Task =>
From the line with "Where, specifically, does the green salad" to the last line of the data below, repeat every line exactly and add nothing.

Stored items from a collection
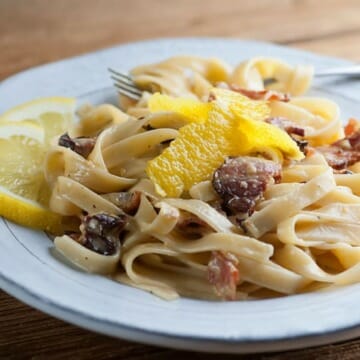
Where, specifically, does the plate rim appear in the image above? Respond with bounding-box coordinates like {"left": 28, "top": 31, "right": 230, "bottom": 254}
{"left": 3, "top": 270, "right": 360, "bottom": 354}
{"left": 1, "top": 37, "right": 360, "bottom": 353}
{"left": 0, "top": 36, "right": 354, "bottom": 86}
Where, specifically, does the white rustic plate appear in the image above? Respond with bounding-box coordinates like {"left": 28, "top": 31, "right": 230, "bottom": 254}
{"left": 1, "top": 38, "right": 360, "bottom": 354}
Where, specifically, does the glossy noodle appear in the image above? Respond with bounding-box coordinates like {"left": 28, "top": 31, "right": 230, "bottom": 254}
{"left": 46, "top": 56, "right": 360, "bottom": 301}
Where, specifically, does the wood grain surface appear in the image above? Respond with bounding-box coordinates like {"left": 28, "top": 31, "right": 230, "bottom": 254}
{"left": 1, "top": 0, "right": 360, "bottom": 359}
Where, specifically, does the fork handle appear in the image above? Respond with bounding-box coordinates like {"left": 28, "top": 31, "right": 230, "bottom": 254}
{"left": 316, "top": 64, "right": 360, "bottom": 77}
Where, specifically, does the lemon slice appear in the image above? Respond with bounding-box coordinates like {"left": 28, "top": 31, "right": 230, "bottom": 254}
{"left": 0, "top": 121, "right": 44, "bottom": 142}
{"left": 0, "top": 98, "right": 76, "bottom": 233}
{"left": 0, "top": 123, "right": 61, "bottom": 233}
{"left": 0, "top": 123, "right": 45, "bottom": 199}
{"left": 0, "top": 97, "right": 76, "bottom": 142}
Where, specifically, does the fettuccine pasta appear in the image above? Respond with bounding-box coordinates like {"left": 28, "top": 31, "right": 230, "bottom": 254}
{"left": 46, "top": 55, "right": 360, "bottom": 301}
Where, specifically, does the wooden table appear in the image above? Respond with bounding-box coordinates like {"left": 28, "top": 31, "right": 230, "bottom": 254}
{"left": 1, "top": 0, "right": 360, "bottom": 358}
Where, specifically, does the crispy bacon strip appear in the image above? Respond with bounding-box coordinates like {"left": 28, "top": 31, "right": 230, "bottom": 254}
{"left": 101, "top": 191, "right": 141, "bottom": 215}
{"left": 80, "top": 213, "right": 127, "bottom": 255}
{"left": 316, "top": 126, "right": 360, "bottom": 170}
{"left": 265, "top": 117, "right": 308, "bottom": 154}
{"left": 176, "top": 211, "right": 211, "bottom": 239}
{"left": 347, "top": 131, "right": 360, "bottom": 150}
{"left": 265, "top": 117, "right": 305, "bottom": 137}
{"left": 216, "top": 83, "right": 290, "bottom": 102}
{"left": 316, "top": 146, "right": 360, "bottom": 170}
{"left": 58, "top": 133, "right": 96, "bottom": 158}
{"left": 207, "top": 251, "right": 240, "bottom": 300}
{"left": 345, "top": 118, "right": 360, "bottom": 137}
{"left": 212, "top": 157, "right": 281, "bottom": 219}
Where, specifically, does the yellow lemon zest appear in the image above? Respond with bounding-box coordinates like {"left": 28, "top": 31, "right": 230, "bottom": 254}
{"left": 231, "top": 118, "right": 304, "bottom": 160}
{"left": 147, "top": 111, "right": 234, "bottom": 197}
{"left": 146, "top": 88, "right": 304, "bottom": 197}
{"left": 210, "top": 87, "right": 270, "bottom": 122}
{"left": 148, "top": 93, "right": 211, "bottom": 123}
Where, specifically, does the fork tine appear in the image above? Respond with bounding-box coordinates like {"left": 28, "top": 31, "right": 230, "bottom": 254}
{"left": 108, "top": 68, "right": 134, "bottom": 85}
{"left": 109, "top": 74, "right": 140, "bottom": 91}
{"left": 112, "top": 82, "right": 142, "bottom": 100}
{"left": 108, "top": 68, "right": 142, "bottom": 100}
{"left": 111, "top": 76, "right": 142, "bottom": 96}
{"left": 116, "top": 90, "right": 141, "bottom": 100}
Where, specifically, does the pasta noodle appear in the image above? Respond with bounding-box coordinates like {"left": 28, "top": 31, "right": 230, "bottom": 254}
{"left": 45, "top": 55, "right": 360, "bottom": 301}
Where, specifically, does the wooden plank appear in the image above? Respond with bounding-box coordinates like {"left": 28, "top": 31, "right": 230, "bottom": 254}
{"left": 2, "top": 289, "right": 360, "bottom": 359}
{"left": 293, "top": 32, "right": 360, "bottom": 61}
{"left": 2, "top": 1, "right": 360, "bottom": 359}
{"left": 2, "top": 289, "right": 360, "bottom": 360}
{"left": 1, "top": 0, "right": 360, "bottom": 79}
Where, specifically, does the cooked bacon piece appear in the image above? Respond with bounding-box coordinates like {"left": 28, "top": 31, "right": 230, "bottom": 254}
{"left": 58, "top": 133, "right": 96, "bottom": 158}
{"left": 292, "top": 138, "right": 308, "bottom": 154}
{"left": 316, "top": 129, "right": 360, "bottom": 170}
{"left": 316, "top": 145, "right": 360, "bottom": 170}
{"left": 348, "top": 131, "right": 360, "bottom": 150}
{"left": 207, "top": 251, "right": 240, "bottom": 300}
{"left": 232, "top": 87, "right": 290, "bottom": 102}
{"left": 212, "top": 157, "right": 281, "bottom": 218}
{"left": 176, "top": 211, "right": 211, "bottom": 239}
{"left": 101, "top": 191, "right": 141, "bottom": 215}
{"left": 265, "top": 117, "right": 308, "bottom": 154}
{"left": 217, "top": 83, "right": 290, "bottom": 102}
{"left": 265, "top": 117, "right": 305, "bottom": 137}
{"left": 79, "top": 213, "right": 127, "bottom": 255}
{"left": 345, "top": 118, "right": 360, "bottom": 137}
{"left": 316, "top": 146, "right": 348, "bottom": 170}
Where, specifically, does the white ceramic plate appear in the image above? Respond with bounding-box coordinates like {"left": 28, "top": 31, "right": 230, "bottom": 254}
{"left": 1, "top": 38, "right": 360, "bottom": 354}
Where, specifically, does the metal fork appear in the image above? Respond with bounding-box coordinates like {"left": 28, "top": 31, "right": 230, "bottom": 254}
{"left": 109, "top": 64, "right": 360, "bottom": 100}
{"left": 109, "top": 68, "right": 142, "bottom": 100}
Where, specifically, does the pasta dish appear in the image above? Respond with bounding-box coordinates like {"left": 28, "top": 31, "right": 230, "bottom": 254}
{"left": 41, "top": 56, "right": 360, "bottom": 301}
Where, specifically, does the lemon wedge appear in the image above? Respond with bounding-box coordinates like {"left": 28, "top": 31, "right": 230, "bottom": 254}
{"left": 0, "top": 98, "right": 76, "bottom": 233}
{"left": 0, "top": 97, "right": 76, "bottom": 143}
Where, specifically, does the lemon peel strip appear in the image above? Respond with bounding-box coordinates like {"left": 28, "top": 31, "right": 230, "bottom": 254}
{"left": 146, "top": 89, "right": 303, "bottom": 197}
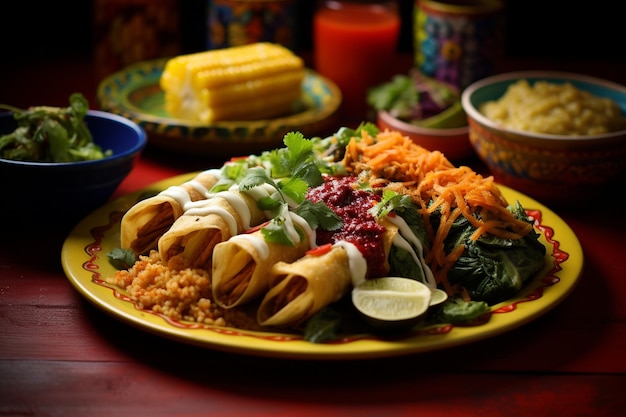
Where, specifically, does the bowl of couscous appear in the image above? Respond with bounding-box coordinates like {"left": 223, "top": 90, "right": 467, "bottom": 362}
{"left": 461, "top": 71, "right": 626, "bottom": 205}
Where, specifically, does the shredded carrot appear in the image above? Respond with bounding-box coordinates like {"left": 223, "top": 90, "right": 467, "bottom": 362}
{"left": 341, "top": 128, "right": 534, "bottom": 297}
{"left": 343, "top": 129, "right": 454, "bottom": 186}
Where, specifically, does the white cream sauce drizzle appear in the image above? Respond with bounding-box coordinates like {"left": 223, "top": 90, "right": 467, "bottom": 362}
{"left": 333, "top": 241, "right": 367, "bottom": 287}
{"left": 240, "top": 183, "right": 276, "bottom": 203}
{"left": 223, "top": 210, "right": 313, "bottom": 264}
{"left": 287, "top": 211, "right": 317, "bottom": 248}
{"left": 214, "top": 191, "right": 251, "bottom": 229}
{"left": 185, "top": 206, "right": 239, "bottom": 236}
{"left": 160, "top": 185, "right": 194, "bottom": 209}
{"left": 160, "top": 169, "right": 222, "bottom": 211}
{"left": 189, "top": 169, "right": 222, "bottom": 196}
{"left": 279, "top": 210, "right": 301, "bottom": 244}
{"left": 162, "top": 171, "right": 282, "bottom": 238}
{"left": 163, "top": 180, "right": 247, "bottom": 236}
{"left": 229, "top": 233, "right": 270, "bottom": 260}
{"left": 385, "top": 214, "right": 436, "bottom": 288}
{"left": 283, "top": 193, "right": 300, "bottom": 209}
{"left": 183, "top": 185, "right": 269, "bottom": 236}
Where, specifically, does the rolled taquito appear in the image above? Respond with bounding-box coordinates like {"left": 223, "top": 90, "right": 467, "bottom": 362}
{"left": 256, "top": 244, "right": 355, "bottom": 328}
{"left": 120, "top": 169, "right": 221, "bottom": 255}
{"left": 256, "top": 218, "right": 404, "bottom": 328}
{"left": 157, "top": 187, "right": 271, "bottom": 270}
{"left": 212, "top": 213, "right": 314, "bottom": 309}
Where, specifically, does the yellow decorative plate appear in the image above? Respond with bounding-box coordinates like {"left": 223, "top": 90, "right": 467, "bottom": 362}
{"left": 61, "top": 174, "right": 583, "bottom": 360}
{"left": 97, "top": 59, "right": 342, "bottom": 157}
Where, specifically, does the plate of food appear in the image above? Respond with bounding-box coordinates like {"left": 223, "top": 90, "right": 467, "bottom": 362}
{"left": 61, "top": 125, "right": 583, "bottom": 360}
{"left": 96, "top": 43, "right": 342, "bottom": 157}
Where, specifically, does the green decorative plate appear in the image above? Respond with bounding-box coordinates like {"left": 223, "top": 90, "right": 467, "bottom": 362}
{"left": 97, "top": 59, "right": 342, "bottom": 157}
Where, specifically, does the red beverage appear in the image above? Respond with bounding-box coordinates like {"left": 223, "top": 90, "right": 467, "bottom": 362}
{"left": 314, "top": 1, "right": 400, "bottom": 123}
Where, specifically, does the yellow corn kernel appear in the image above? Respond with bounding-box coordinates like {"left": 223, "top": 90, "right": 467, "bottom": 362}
{"left": 160, "top": 43, "right": 305, "bottom": 123}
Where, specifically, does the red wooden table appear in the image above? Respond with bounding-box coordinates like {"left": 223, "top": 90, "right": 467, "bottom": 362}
{"left": 1, "top": 55, "right": 625, "bottom": 417}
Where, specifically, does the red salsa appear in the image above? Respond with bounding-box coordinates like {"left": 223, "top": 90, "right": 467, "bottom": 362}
{"left": 306, "top": 175, "right": 387, "bottom": 278}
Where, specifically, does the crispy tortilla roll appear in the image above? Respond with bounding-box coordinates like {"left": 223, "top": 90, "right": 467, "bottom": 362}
{"left": 257, "top": 246, "right": 353, "bottom": 328}
{"left": 212, "top": 228, "right": 310, "bottom": 309}
{"left": 257, "top": 218, "right": 401, "bottom": 328}
{"left": 120, "top": 170, "right": 220, "bottom": 255}
{"left": 157, "top": 189, "right": 268, "bottom": 270}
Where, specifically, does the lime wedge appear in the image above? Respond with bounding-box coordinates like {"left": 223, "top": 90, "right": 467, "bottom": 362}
{"left": 351, "top": 277, "right": 432, "bottom": 322}
{"left": 429, "top": 288, "right": 449, "bottom": 306}
{"left": 415, "top": 101, "right": 467, "bottom": 129}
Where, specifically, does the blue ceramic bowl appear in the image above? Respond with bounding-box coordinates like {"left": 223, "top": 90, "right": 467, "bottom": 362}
{"left": 0, "top": 110, "right": 147, "bottom": 232}
{"left": 461, "top": 71, "right": 626, "bottom": 205}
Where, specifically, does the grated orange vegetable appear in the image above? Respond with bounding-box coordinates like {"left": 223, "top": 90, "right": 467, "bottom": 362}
{"left": 342, "top": 128, "right": 533, "bottom": 295}
{"left": 343, "top": 128, "right": 454, "bottom": 186}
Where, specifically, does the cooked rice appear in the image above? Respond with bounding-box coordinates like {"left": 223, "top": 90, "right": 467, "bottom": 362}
{"left": 106, "top": 250, "right": 259, "bottom": 329}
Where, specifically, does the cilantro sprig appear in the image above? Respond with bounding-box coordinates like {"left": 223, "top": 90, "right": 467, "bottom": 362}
{"left": 238, "top": 132, "right": 342, "bottom": 246}
{"left": 370, "top": 189, "right": 414, "bottom": 218}
{"left": 333, "top": 122, "right": 379, "bottom": 148}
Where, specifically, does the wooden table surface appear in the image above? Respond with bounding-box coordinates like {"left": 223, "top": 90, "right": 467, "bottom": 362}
{"left": 1, "top": 53, "right": 625, "bottom": 416}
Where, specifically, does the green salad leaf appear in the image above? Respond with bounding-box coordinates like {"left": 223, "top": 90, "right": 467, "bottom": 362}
{"left": 367, "top": 69, "right": 466, "bottom": 128}
{"left": 436, "top": 201, "right": 547, "bottom": 305}
{"left": 303, "top": 306, "right": 343, "bottom": 343}
{"left": 107, "top": 247, "right": 138, "bottom": 271}
{"left": 0, "top": 93, "right": 112, "bottom": 162}
{"left": 428, "top": 297, "right": 490, "bottom": 324}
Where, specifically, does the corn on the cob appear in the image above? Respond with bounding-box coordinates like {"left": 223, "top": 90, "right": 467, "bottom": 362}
{"left": 160, "top": 43, "right": 305, "bottom": 123}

Response to the exercise =>
Where, specifically, does the green salad leaf appear in the image above? Respond with bounding-box coordinates like {"left": 223, "top": 90, "right": 467, "bottom": 362}
{"left": 367, "top": 69, "right": 466, "bottom": 128}
{"left": 436, "top": 201, "right": 547, "bottom": 305}
{"left": 303, "top": 306, "right": 343, "bottom": 343}
{"left": 107, "top": 247, "right": 138, "bottom": 271}
{"left": 0, "top": 93, "right": 112, "bottom": 162}
{"left": 428, "top": 297, "right": 490, "bottom": 324}
Where, specifically, does the corn on the cob appear in the image above? Respond with bounding-box coordinates like {"left": 223, "top": 90, "right": 467, "bottom": 362}
{"left": 160, "top": 43, "right": 305, "bottom": 123}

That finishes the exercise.